# [PROBLEMS TO SOLVE]
1 - From the blog comments, write out the passage that begins at the words "January 2, 2012 at 4:09" and stops after the words "use it wisely.".
2 - According to the blog comments, how many years has Pam R. gone without a TV?
3 - Continue the blog comments from their final sentence.

# [DOCUMENT TEXT]
>> Start

January 2, 2012 at 4:09 PM  
Blogger downeast becka said...

haven't had a microwave since i left my childhood home, haven't missed it, never trusted them, never will...more books instead sounds great!

January 2, 2012 at 7:35 PM  
Blogger katiegirl said...

I could never live without a microwave. Well, I could, but it wouldn't be fun. Same with my dishwasher. I can do other important things in the time I would spend washing a dishwasher load of dishes by hand. They're so efficient too. Same with the microwave. I hate using our electric stove to heat up stuff (including the kitchen) when a short time in the microwave will do. :-) My time is valuable to me, so I try to use it wisely.

Good luck with the hay shelter. Hope it works.

January 2, 2012 at 7:51 PM  
Blogger Pit Stop Farm said...

Funny, on New Years Day, I also moved my microwave to a pile of long forgotten appliances in the basement. I'm enjoying the extra counter space, as well as the additional time spent around the stove and oven.

January 3, 2012 at 8:24 AM  
Blogger Catcoco said...

We do not have a microwave. Never had one. My MIL got us a couple of second hand ones over the years. She probably thought we could not afford one. She finally understood that is was a choice, not an obligation. Our dishwasher died on us last summer and we have still not decided if we should replace it or not. Our dryer caught fire this Fall. We had a spare one from when my mother moved to a furnished house. Both washing machines broke during the last month. One is dead and the other one does everything but spin. We still use that one... I too long for a simpler life but I am not willing to go without a washing machine. Not with a small farm and four kids (the human kind) !
That being said, I wish we would go TV free too, but my husband and children strongly disagree. I will be putting forward my plan of "screen time money" in 2012. The kids can earn "money" and spend it as they wish. I am hoping they will, in time, become more creative and not feel punished by the limitations I put on time spent in front of a screen...

January 3, 2012 at 1:16 PM  
Anonymous Anonymous said...

Hi Jenna, what a genius idea that chicken coop! I try to keep them warm with a red light but that's expensive. I'd love to hear more about it... What is the plan with covering the top and filling it with compost and earth for winter veggies? Sounds very interesting.

January 3, 2012 at 10:22 PM  
Blogger Pam R. said...

We've been TV free for 28 years. Our addiction is books, we have thousands.

>> End

# [RECORD SET]
>> Start

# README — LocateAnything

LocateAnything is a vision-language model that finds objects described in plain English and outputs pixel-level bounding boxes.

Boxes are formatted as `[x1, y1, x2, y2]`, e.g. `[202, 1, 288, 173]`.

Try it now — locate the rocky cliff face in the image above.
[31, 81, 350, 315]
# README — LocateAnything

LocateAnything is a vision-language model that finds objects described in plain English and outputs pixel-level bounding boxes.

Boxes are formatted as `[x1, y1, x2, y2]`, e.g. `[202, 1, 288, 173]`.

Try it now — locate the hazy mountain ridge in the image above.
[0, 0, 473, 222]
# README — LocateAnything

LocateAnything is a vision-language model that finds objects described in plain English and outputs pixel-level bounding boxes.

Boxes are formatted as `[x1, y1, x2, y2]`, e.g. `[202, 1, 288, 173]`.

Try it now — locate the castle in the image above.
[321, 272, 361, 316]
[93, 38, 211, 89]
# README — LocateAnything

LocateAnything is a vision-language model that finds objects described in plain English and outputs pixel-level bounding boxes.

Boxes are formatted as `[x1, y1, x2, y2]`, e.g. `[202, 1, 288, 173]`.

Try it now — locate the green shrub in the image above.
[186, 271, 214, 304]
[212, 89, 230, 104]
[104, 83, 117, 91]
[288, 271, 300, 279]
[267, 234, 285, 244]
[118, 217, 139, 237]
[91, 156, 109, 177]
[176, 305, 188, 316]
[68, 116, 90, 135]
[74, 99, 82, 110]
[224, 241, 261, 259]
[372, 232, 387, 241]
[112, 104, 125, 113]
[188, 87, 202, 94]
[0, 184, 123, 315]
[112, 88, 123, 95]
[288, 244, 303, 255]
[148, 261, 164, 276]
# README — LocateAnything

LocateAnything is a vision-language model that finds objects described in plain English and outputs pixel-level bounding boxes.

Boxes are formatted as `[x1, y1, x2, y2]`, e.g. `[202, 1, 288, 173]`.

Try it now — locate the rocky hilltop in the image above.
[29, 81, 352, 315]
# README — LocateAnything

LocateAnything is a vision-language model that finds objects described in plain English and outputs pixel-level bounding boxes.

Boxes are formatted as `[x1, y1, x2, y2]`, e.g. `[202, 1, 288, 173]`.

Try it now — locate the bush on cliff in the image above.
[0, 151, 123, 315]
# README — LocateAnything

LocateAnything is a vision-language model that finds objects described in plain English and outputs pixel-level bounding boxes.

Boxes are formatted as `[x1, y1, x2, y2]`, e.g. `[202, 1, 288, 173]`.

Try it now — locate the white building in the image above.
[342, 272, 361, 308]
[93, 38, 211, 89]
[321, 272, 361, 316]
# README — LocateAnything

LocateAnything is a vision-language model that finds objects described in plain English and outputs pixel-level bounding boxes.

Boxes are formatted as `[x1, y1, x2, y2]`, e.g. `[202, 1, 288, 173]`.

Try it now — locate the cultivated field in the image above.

>> End

# [RESULTS IN ORDER]
1 -
January 2, 2012 at 4:09 PM  
Blogger downeast becka said...

haven't had a microwave since i left my childhood home, haven't missed it, never trusted them, never will...more books instead sounds great!

January 2, 2012 at 7:35 PM  
Blogger katiegirl said...

I could never live without a microwave. Well, I could, but it wouldn't be fun. Same with my dishwasher. I can do other important things in the time I would spend washing a dishwasher load of dishes by hand. They're so efficient too. Same with the microwave. I hate using our electric stove to heat up stuff (including the kitchen) when a short time in the microwave will do. :-) My time is valuable to me, so I try to use it wisely.

2 - 28 years.

3 -
I grew up in the 60's and my mom had a fancy Tappan cooking unit. One of the fancies was a tiny oven about 12" x 16". We used that all the time to heat things up.

We had a microwave for several years. But I decided I didn't like what it did to food and found a free convection oven on Freecycle. That was many years ago.

That little convection oven is used several times a day for many things: thawing, heating up, cooking, broiling. It's been repaired a couple times and I don't know what I will do when it finally dies. I've been looking for years for a similar replacement and not found one.

And it's used year round, and no, we don't have air conditioning, and yes, it gets hot here, as we are open land.

Regarding hay in new England: The weather we've seen this year is pretty much what we can expect in the future. This means good hay is going to be hard to find and expensive. I've used waste hay for veg garden mulch since 1993 but am now looking into alternatives as finding the volume I need will be hard.

There are more farmers raising grains now in this area. How long they will continue, given the weather, is anyone's guess. But this means there is a bit more straw around, for now.

I used straw exactly once in the garden, as it was free. I was very disappointed with it. It rotted far faster than hay, when wet it was VERY slippery to walk on, and I had to replace it halfway through the season with hay. I also found it very hard to use in mulching small areas, like between plants.

Regarding dishwashers:

No, I have one, had always had one and would not get rid of it. With all the food preservation we do here, having really clean utensils is important. Plus they claim they use less water than hand washing.